Source data:
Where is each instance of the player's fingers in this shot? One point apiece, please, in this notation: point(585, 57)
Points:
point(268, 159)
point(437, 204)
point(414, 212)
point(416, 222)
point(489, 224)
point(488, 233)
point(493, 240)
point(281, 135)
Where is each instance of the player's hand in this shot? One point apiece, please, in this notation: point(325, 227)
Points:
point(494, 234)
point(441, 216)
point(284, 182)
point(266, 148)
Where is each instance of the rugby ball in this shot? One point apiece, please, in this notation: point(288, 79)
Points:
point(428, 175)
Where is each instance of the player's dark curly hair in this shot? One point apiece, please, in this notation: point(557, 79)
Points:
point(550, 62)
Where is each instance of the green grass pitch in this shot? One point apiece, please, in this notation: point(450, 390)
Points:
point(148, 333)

---

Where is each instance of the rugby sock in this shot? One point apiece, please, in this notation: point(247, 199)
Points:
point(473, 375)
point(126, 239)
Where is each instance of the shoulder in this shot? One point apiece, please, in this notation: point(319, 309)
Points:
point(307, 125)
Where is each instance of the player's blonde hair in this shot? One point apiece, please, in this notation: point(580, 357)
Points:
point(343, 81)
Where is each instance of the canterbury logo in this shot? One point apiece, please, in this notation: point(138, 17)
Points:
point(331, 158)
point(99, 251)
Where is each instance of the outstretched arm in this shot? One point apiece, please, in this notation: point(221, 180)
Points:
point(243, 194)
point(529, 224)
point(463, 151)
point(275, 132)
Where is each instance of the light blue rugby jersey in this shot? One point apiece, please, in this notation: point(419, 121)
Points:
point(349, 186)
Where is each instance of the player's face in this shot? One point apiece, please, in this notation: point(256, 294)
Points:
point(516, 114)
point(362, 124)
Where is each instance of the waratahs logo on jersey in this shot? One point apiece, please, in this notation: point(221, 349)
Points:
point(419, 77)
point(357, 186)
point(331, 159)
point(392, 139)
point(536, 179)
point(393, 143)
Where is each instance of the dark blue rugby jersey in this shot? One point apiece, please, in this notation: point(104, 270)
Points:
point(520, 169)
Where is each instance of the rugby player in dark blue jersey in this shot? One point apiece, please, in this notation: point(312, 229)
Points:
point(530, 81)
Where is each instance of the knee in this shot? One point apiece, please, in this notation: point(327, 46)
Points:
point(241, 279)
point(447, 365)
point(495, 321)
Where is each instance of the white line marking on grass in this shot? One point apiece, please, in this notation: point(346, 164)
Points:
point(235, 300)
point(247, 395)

Short task:
Lay out the data between the lines holding "Where is each instance of the knee" and "point(495, 321)", inclusive, as a two-column CSV with the headers input and output. Give one row per input with its output, and put each value in a single quoted field with its line breaks replaced by spaces.

Right answer:
input,output
"Where is each instance of the knee in this shot? One point apiece, please, in this notation: point(327, 46) Points:","point(241, 279) point(447, 365) point(495, 321)"